Written task
Quote every row below verbatim, changing nothing.
═════ Source records
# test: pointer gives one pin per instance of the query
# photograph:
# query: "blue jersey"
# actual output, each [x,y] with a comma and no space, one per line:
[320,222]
══════════
Exercise answer
# test: pointer gives one pin per instance of the query
# photograph:
# query: "blue jersey"
# actual output, each [x,y] with a comma and no space, one per line:
[320,222]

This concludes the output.